Once I got to the 4th floor, I signed in and forked over both insurance cards. I was given a checklist to fill out. I turned it in and sat down to read a new book, which was really an old book, ordered off Amazon Sellers for a pittance, an old favorite, One on One. You know, from the basketball movie with Robby Benson. I got to the second paragraph when the receptionist called me back to the window. She gave me my insurance cards and told me there would be no copay because I had two insurances. I put them away and turned back to the second paragraph. Then she called me back up, because she had forgotten to scan one of them. This time, I waited at the window until she was done. As I turned to go sit down, an old lady walked up and put her purse in the seat where I had been sitting, so I went to pick up MY purse from the seat right next to that. She turned to help her elderly rotund husband, who thanked her for her trouble by slamming face-first to the carpeted steel-plate floor, after first muttering, "Well, shi..."
This little incident was a bit disconcerting, what with the plethora of paraprofessionals who materialized out of various offices, including my receptionist, who, though I'm sure she meant well, would not be the first person I would chose to resuscitate me in an emergency. The old gent was shaken up, asking for his glasses several times, which his wife had picked up. Everyone told him to stay put for a minute while they assessed if he was a goner or not. He said he was OK, that he'd stubbed his toe on the carpet. A nurse from the office he had come out of asked him how she should go about helping him up. Several helpers hefted him to his feet, and a nurse from the lady-doctor called me in.
The only good thing about the whole day was that their scale was broken. I was put into a room to have my blood pressure taken. I warned that nurse that with the day I had just had, I was not giving any guarantees. It was fine, though, 128/72, which is what I pay good money for at the pharmacy. She told me the doctor would be in to see me before they tortured me, and I waited about 5 minutes, because they are usually pretty fast there. I heard them outside arguing about insurance and which one and how to change it and then I realized that they were talking about MY insurance. I commenced to feel a bit of anxiety and a touch of heartburn from the stomach acid eating away at my stomach lining, what with having a headache all day and no lunch and no water except for the ride over and the dude falling on his face and now my insurance snafu and the long wait when I just wanted this whole thing over. So I popped a Pepcid and took out my book and read to page 35 before Mr. Lady-Doctor waltzed in and told me he wrote the computer program that they use to track patients at that hospital and that it is being marketed, and I guess that should have given me more confidence in him but he's still the jolly white-haired lady-doctor to me. He asked why I was there, and I told him I was a drug-seeker, because I didn't think I could get another two years of prescriptions out of him without an office visit. He agreed, and we set on our merry way to make things right.
After all the rigamarole and a quick exam the details of which I care not to discuss and the squeezing of my goiter and the drawing of blood, he told me he would send my prescriptions to the pharmacy post-haste over the computer, and that he was tripling the dosage on my thyroid medicine. The quest for those meds has since proven this little adventure to be a walk in the park, but that is a story I may never get to.
All this reminiscing has left me exhausted.

DATA EXTRACTS
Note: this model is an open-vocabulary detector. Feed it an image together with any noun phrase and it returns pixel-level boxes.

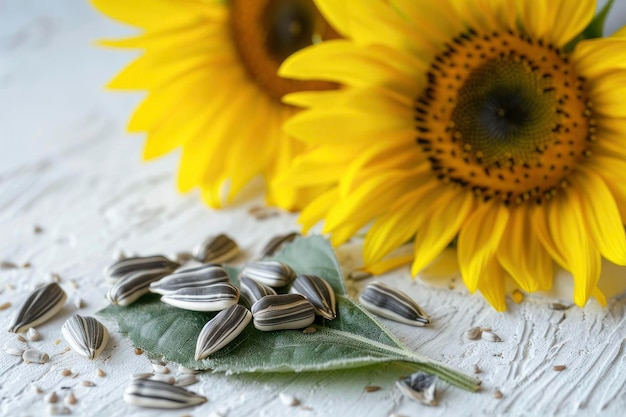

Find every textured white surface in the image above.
[0,0,626,417]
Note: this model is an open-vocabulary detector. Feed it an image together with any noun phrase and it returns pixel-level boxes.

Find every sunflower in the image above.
[279,0,626,311]
[92,0,337,209]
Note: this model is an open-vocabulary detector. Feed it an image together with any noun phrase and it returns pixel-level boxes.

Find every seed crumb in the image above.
[511,290,524,304]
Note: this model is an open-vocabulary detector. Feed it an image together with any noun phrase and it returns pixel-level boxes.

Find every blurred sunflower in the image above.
[279,0,626,311]
[92,0,337,209]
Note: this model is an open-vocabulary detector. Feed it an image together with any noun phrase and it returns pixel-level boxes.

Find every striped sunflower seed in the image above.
[239,261,296,288]
[252,294,315,331]
[161,283,239,311]
[104,255,180,284]
[396,371,437,405]
[9,282,67,333]
[259,232,300,258]
[359,282,430,327]
[61,314,109,359]
[124,379,207,408]
[289,274,337,320]
[239,276,276,306]
[192,233,239,263]
[196,304,252,361]
[150,264,229,295]
[107,268,168,306]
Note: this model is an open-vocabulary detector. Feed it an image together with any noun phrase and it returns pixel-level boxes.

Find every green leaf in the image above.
[99,236,478,390]
[563,0,614,52]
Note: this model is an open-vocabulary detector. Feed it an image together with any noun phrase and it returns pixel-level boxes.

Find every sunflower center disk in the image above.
[228,0,339,100]
[415,31,595,204]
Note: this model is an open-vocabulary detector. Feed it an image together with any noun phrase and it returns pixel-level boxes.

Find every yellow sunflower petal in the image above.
[458,201,509,292]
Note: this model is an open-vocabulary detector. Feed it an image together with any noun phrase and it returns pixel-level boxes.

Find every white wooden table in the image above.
[0,0,626,417]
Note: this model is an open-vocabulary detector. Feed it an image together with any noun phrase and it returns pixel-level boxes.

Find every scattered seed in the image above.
[359,282,430,327]
[9,282,67,333]
[511,290,524,304]
[289,274,337,320]
[150,264,230,295]
[45,391,59,404]
[239,276,276,306]
[480,330,502,342]
[195,304,252,361]
[4,346,24,356]
[124,379,207,408]
[26,327,41,342]
[65,392,76,405]
[22,349,50,363]
[0,261,18,269]
[61,314,109,359]
[463,326,482,340]
[252,294,315,331]
[174,375,198,387]
[278,392,300,407]
[192,234,239,263]
[396,371,437,405]
[259,232,300,258]
[161,283,239,311]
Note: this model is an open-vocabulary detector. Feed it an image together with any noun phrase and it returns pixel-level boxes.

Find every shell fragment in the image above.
[61,314,109,359]
[195,304,252,361]
[124,379,207,408]
[161,283,239,311]
[289,275,337,320]
[252,294,315,331]
[359,282,430,327]
[9,282,67,333]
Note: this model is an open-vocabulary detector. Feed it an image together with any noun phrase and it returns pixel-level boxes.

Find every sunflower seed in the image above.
[195,304,252,361]
[107,268,168,306]
[9,282,67,333]
[289,274,337,320]
[174,375,198,387]
[161,283,239,311]
[239,261,296,288]
[61,314,109,359]
[464,326,482,340]
[278,392,300,407]
[396,371,437,405]
[259,232,300,258]
[359,282,430,327]
[252,294,315,331]
[26,327,41,342]
[239,276,276,306]
[22,349,50,363]
[150,264,229,295]
[480,331,502,342]
[104,255,180,284]
[192,234,239,263]
[124,379,207,408]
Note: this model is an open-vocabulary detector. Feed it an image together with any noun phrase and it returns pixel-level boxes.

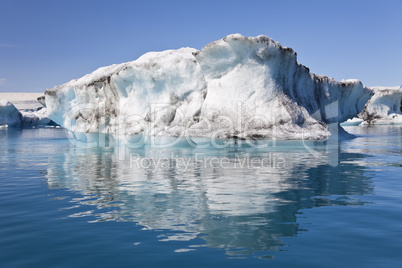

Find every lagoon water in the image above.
[0,126,402,267]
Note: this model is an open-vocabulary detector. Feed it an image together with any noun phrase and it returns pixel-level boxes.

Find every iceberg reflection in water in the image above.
[46,135,372,255]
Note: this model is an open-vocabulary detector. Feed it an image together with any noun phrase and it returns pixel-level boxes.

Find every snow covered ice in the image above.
[45,34,371,139]
[0,100,22,127]
[359,87,402,125]
[0,93,53,127]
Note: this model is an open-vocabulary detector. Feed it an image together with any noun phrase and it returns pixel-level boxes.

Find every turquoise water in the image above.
[0,126,402,267]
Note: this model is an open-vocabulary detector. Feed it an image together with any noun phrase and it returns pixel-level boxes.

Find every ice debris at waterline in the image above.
[45,34,370,139]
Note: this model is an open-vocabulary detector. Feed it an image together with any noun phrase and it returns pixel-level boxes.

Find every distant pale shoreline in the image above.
[0,92,45,110]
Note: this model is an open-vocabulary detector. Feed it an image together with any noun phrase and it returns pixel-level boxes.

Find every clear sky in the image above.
[0,0,402,92]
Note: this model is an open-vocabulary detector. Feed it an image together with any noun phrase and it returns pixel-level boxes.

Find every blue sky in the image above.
[0,0,402,92]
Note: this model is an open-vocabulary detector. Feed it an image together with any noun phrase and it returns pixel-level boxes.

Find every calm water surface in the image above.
[0,126,402,267]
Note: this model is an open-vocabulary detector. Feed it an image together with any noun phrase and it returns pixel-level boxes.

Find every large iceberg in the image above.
[359,86,402,125]
[0,93,55,128]
[45,34,371,139]
[0,100,22,127]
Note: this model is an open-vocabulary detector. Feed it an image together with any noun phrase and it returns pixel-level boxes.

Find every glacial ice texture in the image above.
[45,34,370,139]
[359,87,402,125]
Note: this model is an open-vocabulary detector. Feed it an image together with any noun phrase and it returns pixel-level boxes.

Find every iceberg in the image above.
[358,86,402,125]
[45,34,371,140]
[0,93,55,128]
[0,100,22,127]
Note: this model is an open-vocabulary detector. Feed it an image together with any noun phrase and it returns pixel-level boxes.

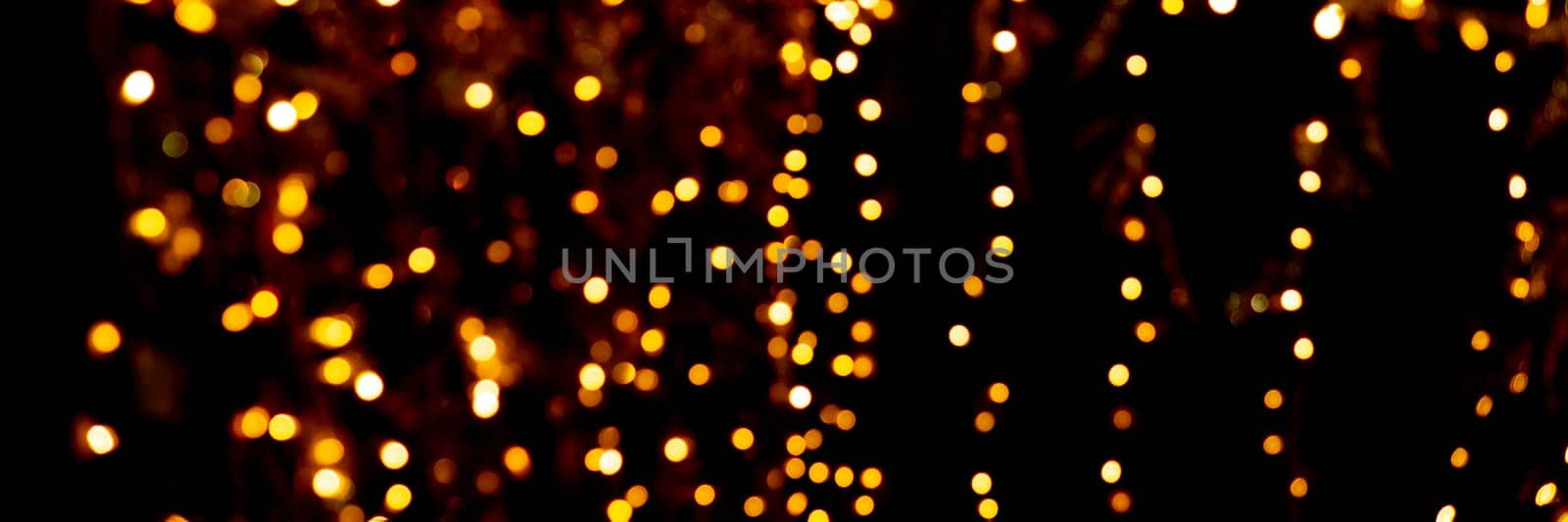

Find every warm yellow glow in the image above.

THINGS TO DO
1 – What blood pressure reading does the doctor-visit account report?
2 – Set down the part of the doctor-visit account starting with "This little incident" and going on through "called me in.".

RESPONSES FOR EACH TASK
1 – 128/72

2 –
This little incident was a bit disconcerting, what with the plethora of paraprofessionals who materialized out of various offices, including my receptionist, who, though I'm sure she meant well, would not be the first person I would chose to resuscitate me in an emergency. The old gent was shaken up, asking for his glasses several times, which his wife had picked up. Everyone told him to stay put for a minute while they assessed if he was a goner or not. He said he was OK, that he'd stubbed his toe on the carpet. A nurse from the office he had come out of asked him how she should go about helping him up. Several helpers hefted him to his feet, and a nurse from the lady-doctor called me in.